• **Given exercise**:
Reproduce the following listing in full, character for character, without altering anything.
* BEGIN *
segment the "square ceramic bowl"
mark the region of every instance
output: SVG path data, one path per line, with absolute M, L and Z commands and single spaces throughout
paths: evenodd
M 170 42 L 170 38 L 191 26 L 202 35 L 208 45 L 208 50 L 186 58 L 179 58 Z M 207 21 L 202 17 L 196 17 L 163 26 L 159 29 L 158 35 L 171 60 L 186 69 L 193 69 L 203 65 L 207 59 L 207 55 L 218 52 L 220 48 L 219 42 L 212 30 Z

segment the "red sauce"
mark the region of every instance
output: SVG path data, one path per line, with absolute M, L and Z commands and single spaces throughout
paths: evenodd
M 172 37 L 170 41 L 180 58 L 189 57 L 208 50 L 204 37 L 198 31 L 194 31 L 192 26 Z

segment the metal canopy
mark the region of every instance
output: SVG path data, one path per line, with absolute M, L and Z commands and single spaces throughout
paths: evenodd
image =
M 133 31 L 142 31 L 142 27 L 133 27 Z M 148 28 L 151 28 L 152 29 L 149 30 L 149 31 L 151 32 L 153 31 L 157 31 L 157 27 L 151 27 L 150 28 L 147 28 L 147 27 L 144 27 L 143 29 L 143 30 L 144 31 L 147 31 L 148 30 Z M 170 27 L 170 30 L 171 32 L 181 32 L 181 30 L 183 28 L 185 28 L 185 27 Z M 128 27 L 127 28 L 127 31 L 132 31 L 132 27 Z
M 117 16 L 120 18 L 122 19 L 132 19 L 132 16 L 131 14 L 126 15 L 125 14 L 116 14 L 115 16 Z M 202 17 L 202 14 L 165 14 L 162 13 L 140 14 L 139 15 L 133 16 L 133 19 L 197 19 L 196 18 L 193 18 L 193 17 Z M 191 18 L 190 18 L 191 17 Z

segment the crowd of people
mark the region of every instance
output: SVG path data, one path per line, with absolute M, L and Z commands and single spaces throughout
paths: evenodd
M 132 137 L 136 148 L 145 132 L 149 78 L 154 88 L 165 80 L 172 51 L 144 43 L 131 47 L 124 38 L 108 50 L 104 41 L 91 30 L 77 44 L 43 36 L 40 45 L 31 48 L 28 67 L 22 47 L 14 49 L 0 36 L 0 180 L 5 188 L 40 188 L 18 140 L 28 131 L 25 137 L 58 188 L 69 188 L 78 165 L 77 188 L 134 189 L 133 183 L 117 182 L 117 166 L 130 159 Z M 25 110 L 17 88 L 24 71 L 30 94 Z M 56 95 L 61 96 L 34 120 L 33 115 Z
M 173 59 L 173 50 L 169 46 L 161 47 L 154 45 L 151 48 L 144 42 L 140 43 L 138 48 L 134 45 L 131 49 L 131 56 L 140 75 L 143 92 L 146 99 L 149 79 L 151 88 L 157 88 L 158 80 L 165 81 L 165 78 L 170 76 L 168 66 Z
* END *
• **Exercise result**:
segment the "square ceramic bowl"
mark the region of every instance
output: SVG path data, one path per line, with absolute M, L and Z commands and single spaces throughout
paths: evenodd
M 170 42 L 170 38 L 191 26 L 202 35 L 208 45 L 208 50 L 186 58 L 179 58 Z M 207 21 L 202 17 L 196 17 L 163 26 L 159 29 L 158 35 L 171 60 L 186 69 L 193 69 L 203 65 L 207 59 L 207 55 L 218 52 L 220 48 L 219 42 L 212 30 Z

segment the "red sauce"
mark the region of every instance
output: SVG path data, one path per line, with absolute M, L and Z commands and single spaces throughout
paths: evenodd
M 172 37 L 170 41 L 180 58 L 189 57 L 208 50 L 204 37 L 198 31 L 194 31 L 192 26 Z

segment the metal canopy
mark the region of every instance
output: SVG path data, one path per line, with absolute M, L and Z commands and single spaces throughout
paths: evenodd
image =
M 133 31 L 142 31 L 142 27 L 133 27 Z M 148 28 L 151 28 L 152 29 L 149 30 L 149 31 L 151 32 L 153 31 L 157 31 L 157 27 L 151 27 L 150 28 L 147 28 L 147 27 L 144 27 L 143 29 L 143 30 L 144 31 L 147 31 L 148 30 Z M 170 27 L 170 30 L 171 32 L 181 32 L 181 30 L 183 28 L 185 28 L 185 27 Z M 128 27 L 127 28 L 127 31 L 132 31 L 132 27 Z
M 117 16 L 120 18 L 122 19 L 132 19 L 132 16 L 131 14 L 126 15 L 125 14 L 116 14 L 115 16 Z M 202 17 L 202 14 L 165 14 L 162 13 L 140 14 L 139 15 L 133 16 L 133 19 L 197 19 L 196 18 L 193 18 L 193 17 Z M 191 18 L 190 18 L 191 17 Z

segment the crowd of people
mark the region of every instance
output: SVG path data, one path per line, with absolute M, L and Z commands and single spaces throughout
paths: evenodd
M 132 137 L 136 148 L 145 132 L 149 78 L 154 88 L 165 80 L 172 51 L 144 43 L 131 47 L 124 38 L 108 50 L 104 41 L 91 30 L 77 44 L 43 36 L 40 45 L 31 48 L 28 67 L 22 47 L 14 49 L 0 36 L 0 180 L 5 188 L 40 188 L 18 140 L 28 131 L 25 137 L 58 188 L 69 188 L 78 165 L 77 188 L 134 189 L 133 183 L 117 182 L 117 166 L 130 159 Z M 25 110 L 17 88 L 24 71 L 30 94 Z M 56 95 L 61 96 L 34 120 L 33 115 Z
M 173 59 L 173 50 L 169 46 L 161 47 L 154 45 L 151 48 L 144 42 L 140 43 L 138 48 L 134 45 L 131 49 L 131 56 L 140 75 L 143 92 L 146 99 L 149 79 L 151 88 L 157 88 L 158 80 L 165 81 L 165 78 L 170 76 L 168 66 Z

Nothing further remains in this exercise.